» Work to do
Copy the rows again from the line with "Question. Locate the navy" through the end of the rows, replacing "Locate" with "Find" and changing nothing else.

A run of rows
● ● ● ●

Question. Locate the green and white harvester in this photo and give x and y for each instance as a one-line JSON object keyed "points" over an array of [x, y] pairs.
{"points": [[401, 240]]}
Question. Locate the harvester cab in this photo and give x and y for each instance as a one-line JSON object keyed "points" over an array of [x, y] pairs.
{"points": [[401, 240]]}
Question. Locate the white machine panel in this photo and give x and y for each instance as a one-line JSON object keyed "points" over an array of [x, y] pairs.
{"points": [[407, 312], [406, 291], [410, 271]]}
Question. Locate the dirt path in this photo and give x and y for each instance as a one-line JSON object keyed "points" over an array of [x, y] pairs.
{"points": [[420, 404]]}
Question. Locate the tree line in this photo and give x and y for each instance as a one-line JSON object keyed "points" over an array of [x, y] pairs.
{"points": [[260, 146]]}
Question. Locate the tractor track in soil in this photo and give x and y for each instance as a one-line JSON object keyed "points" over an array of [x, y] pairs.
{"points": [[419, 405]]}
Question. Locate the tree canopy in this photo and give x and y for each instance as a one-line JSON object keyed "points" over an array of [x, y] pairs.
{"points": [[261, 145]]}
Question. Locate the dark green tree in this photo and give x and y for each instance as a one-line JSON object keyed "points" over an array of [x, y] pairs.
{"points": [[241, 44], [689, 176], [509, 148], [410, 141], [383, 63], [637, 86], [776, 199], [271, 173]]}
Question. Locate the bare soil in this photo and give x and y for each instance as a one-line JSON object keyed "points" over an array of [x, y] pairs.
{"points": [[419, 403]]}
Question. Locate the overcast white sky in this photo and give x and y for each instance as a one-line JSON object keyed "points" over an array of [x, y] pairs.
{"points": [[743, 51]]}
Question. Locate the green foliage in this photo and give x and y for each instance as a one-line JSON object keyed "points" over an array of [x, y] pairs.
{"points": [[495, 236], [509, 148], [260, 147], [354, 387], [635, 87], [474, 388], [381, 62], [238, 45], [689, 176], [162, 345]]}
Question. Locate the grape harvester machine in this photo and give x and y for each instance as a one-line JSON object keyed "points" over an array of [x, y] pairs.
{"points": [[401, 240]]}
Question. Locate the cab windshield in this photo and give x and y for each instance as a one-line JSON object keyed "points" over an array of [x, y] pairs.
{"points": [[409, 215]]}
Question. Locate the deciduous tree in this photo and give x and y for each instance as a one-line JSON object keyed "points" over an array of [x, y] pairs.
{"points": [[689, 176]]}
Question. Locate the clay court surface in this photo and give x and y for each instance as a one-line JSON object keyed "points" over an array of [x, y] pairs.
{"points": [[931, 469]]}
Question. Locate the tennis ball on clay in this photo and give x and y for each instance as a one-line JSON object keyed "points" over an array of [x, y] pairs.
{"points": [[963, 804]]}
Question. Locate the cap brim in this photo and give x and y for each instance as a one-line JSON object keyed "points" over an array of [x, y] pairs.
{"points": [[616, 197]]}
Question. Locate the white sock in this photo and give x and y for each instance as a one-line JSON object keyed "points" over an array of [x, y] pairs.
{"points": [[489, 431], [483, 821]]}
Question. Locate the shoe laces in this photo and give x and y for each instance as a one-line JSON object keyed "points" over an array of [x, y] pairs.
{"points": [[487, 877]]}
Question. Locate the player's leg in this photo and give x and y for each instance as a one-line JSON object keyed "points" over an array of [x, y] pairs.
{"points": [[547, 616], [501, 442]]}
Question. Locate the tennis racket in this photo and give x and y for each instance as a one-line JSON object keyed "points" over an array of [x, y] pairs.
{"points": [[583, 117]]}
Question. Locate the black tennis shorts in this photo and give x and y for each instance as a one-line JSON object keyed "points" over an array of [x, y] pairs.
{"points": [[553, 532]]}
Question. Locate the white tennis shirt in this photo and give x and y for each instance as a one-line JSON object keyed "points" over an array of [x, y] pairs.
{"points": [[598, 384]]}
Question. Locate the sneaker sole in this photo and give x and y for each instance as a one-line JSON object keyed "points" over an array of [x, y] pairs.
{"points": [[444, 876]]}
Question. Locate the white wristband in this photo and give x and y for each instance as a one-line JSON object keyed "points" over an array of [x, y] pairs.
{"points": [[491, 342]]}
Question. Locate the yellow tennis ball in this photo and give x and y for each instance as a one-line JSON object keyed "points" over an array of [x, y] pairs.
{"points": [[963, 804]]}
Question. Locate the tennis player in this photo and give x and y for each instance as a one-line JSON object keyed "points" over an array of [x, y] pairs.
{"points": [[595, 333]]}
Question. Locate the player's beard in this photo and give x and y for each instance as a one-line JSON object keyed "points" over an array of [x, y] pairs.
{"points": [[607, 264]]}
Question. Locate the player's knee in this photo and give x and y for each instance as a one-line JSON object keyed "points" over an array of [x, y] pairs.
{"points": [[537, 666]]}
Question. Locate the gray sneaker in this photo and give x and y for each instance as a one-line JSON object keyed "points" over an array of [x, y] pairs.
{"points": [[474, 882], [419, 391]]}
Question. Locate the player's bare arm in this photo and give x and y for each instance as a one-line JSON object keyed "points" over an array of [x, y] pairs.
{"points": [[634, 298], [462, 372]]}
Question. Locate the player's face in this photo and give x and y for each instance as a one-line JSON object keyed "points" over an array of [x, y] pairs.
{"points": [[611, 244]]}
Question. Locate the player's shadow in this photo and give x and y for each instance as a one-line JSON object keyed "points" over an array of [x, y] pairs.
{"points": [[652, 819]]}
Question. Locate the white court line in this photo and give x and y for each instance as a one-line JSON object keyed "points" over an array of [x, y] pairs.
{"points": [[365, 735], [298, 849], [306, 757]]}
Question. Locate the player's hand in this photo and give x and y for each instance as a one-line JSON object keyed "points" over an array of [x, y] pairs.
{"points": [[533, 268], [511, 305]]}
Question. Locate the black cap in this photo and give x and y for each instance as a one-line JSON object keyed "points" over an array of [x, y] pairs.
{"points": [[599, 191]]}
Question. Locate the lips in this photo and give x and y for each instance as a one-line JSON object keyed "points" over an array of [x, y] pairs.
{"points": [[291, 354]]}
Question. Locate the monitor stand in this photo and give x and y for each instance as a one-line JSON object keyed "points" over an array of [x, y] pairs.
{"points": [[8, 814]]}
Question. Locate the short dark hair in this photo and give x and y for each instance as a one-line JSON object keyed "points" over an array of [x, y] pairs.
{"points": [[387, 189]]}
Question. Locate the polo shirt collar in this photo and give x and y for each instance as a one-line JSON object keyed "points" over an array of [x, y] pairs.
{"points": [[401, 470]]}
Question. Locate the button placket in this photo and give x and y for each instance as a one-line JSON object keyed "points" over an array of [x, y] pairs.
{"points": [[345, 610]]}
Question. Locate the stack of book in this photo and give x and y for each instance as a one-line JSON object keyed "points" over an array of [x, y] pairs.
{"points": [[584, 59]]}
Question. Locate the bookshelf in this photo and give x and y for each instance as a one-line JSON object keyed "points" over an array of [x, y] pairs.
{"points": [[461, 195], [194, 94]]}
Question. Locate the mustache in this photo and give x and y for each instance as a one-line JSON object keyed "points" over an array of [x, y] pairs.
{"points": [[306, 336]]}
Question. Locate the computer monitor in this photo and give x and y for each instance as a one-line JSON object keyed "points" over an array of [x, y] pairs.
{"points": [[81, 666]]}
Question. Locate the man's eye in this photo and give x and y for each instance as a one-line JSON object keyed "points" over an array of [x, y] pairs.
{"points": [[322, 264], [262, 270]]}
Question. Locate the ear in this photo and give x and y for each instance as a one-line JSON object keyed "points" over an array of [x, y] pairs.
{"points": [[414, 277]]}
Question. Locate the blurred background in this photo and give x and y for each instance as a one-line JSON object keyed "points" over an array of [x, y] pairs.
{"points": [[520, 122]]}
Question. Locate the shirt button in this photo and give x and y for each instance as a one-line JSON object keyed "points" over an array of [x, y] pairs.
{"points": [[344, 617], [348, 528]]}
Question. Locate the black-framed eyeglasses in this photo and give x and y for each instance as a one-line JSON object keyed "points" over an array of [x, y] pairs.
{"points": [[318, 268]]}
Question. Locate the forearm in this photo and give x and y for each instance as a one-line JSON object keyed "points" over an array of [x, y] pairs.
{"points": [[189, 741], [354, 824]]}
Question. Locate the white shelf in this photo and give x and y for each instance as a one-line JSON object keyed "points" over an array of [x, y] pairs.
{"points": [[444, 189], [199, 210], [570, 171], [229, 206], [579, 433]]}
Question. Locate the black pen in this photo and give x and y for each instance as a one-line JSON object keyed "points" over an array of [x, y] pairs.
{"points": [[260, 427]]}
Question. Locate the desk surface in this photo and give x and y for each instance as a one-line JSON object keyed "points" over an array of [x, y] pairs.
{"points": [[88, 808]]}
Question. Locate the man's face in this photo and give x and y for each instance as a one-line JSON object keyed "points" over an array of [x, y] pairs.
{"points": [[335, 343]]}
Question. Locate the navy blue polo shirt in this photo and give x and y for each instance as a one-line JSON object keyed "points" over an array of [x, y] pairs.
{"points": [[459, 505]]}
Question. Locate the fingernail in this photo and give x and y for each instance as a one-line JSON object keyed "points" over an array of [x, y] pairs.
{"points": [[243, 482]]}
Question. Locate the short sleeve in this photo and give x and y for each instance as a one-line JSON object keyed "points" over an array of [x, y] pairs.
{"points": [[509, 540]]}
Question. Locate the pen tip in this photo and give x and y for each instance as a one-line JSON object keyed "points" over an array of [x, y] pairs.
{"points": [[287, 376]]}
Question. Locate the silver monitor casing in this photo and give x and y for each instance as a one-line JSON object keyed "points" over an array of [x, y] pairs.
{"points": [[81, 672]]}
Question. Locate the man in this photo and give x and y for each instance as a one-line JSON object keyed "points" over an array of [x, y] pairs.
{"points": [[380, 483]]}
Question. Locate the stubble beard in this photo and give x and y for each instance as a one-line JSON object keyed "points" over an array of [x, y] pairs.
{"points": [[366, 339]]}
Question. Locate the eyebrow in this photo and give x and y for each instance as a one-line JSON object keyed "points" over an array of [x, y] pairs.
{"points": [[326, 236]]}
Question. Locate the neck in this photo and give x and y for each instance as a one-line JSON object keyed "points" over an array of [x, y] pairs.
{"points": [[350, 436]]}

● ● ● ●

» Solution for this task
Question. Find the navy blue polo shirt in this photo and give x and y for each instance as a one-line JSON object keyed "points" over an array of [x, y] pairs.
{"points": [[459, 505]]}
Question. Find the fingernail in this photo and give x and y for each instance as a one-line JSON object keyed "points" over an array of [x, y] pairs.
{"points": [[243, 482]]}
Question. Find the short sleeve in this photo and give x and y for each instance as a one-line JSON object keyed "points" over an array of [x, y] pairs.
{"points": [[509, 540]]}
Question. Find the pen tip in this photo and give x and y for each instance as a one-line JSON object keyed "points" over an array of [x, y] pairs.
{"points": [[287, 376]]}
Question. Find the silver monitor casing in this photo and give x and y for each instance as a one-line JSON object keyed "points" over an array of [x, y] pairs.
{"points": [[81, 672]]}
Question. Find the man in this photo and give x and y for each instance as a one-line JSON object keyed "points" over an array of [x, y] pairs.
{"points": [[380, 483]]}
Question. Find the stubble beard in this photo and give x and y for each instance as a one-line JSON object keyed "points" over an array of [x, y] pairs.
{"points": [[366, 339]]}
Question. Find the eyebrow in this photo and give x and y for each instance as a one-line JSON object keyed "points" over an array of [x, y] pairs.
{"points": [[326, 236]]}
Question. Find the neck in this photo and give x and y for each instance as a one-line JSON object keyed "points" over an array of [x, y] pairs.
{"points": [[350, 436]]}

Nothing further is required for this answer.